=== Source data ===
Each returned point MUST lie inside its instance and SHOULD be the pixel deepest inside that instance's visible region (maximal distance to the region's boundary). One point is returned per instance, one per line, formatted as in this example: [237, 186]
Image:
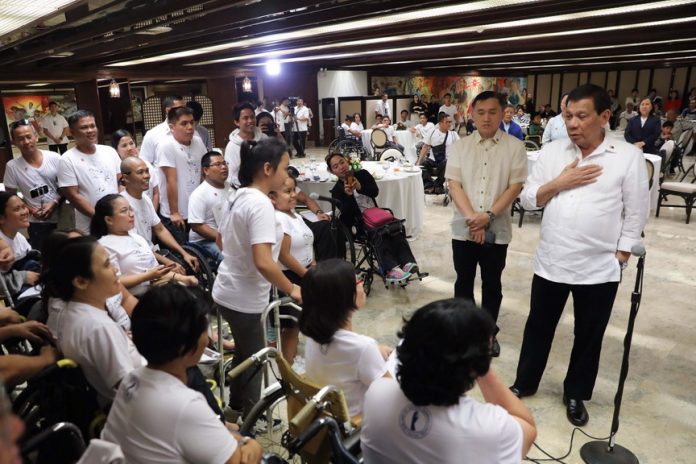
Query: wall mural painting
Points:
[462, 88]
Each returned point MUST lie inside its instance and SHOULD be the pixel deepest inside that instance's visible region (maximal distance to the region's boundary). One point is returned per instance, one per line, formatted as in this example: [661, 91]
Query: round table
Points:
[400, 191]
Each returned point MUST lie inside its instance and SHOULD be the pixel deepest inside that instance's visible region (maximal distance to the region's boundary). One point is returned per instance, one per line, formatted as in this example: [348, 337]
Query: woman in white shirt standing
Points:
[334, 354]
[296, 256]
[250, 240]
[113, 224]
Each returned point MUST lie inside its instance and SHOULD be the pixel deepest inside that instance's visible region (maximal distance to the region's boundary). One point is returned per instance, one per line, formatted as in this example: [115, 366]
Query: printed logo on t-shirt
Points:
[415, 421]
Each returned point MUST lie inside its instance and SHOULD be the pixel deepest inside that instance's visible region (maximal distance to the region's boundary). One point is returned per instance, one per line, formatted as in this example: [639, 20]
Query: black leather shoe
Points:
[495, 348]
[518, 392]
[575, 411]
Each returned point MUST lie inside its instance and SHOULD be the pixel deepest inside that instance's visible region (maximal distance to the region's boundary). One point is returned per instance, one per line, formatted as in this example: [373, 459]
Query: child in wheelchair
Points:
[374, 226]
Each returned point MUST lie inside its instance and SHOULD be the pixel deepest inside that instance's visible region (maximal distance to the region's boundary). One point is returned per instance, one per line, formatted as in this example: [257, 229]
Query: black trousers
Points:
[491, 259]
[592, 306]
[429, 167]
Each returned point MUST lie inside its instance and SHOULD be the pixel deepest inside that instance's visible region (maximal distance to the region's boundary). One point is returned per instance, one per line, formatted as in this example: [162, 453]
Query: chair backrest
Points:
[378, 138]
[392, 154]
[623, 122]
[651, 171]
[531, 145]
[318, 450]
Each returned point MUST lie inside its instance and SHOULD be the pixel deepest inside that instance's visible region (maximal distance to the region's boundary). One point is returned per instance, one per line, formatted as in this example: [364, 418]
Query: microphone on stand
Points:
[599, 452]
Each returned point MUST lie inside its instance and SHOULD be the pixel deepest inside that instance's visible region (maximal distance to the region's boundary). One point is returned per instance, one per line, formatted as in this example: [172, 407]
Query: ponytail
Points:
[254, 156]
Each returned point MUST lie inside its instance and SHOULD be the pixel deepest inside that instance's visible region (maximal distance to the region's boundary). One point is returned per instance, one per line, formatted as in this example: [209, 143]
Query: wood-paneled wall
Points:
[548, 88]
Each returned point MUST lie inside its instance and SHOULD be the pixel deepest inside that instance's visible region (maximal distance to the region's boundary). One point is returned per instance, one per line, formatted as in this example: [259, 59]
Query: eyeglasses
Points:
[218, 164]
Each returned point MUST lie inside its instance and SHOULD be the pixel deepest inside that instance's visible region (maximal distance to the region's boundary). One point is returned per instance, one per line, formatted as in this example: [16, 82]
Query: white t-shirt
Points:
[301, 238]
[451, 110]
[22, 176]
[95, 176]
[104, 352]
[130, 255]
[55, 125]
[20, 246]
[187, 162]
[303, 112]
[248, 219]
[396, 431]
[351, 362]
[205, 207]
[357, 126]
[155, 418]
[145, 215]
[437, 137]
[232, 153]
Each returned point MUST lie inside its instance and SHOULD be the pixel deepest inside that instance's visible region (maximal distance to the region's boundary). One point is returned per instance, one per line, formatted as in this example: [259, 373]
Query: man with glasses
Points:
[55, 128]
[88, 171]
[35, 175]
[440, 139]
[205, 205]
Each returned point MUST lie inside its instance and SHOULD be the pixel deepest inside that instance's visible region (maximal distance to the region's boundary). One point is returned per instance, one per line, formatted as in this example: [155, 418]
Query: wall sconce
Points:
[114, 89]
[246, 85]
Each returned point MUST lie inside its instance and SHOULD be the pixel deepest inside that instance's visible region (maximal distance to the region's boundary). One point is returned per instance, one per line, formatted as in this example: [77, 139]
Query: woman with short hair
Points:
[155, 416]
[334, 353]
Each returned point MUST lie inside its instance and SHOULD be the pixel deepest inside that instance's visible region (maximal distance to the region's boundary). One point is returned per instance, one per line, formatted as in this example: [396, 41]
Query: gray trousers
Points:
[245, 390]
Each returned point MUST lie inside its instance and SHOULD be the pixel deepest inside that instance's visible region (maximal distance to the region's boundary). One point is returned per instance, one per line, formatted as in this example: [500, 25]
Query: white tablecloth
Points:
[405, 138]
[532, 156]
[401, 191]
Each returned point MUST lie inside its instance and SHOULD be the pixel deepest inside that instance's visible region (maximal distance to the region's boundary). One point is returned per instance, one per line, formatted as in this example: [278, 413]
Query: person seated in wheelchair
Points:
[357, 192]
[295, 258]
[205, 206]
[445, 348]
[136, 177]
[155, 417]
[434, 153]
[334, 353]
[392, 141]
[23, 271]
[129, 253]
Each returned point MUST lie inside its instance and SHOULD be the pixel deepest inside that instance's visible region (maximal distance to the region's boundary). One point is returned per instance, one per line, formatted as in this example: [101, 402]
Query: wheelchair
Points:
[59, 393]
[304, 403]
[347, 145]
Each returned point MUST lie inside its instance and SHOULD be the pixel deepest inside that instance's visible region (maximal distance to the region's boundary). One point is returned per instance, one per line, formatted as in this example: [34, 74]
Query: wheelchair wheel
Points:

=== Task requirements ===
Transcribe the records above from the line holding "Query: eyeglasses" down to the line holding "Query: white t-shirt", inclusive, without adding anything.

=== Response to this exercise ===
Query: eyeglasses
Points:
[218, 164]
Each returned point MUST lie inside its instance and SHOULD be the pixel deepest inside that instance's visible region (maximal distance to the region's boundary). One point is returned per instance, one per line, formatted as in this example: [16, 82]
Query: white t-shirt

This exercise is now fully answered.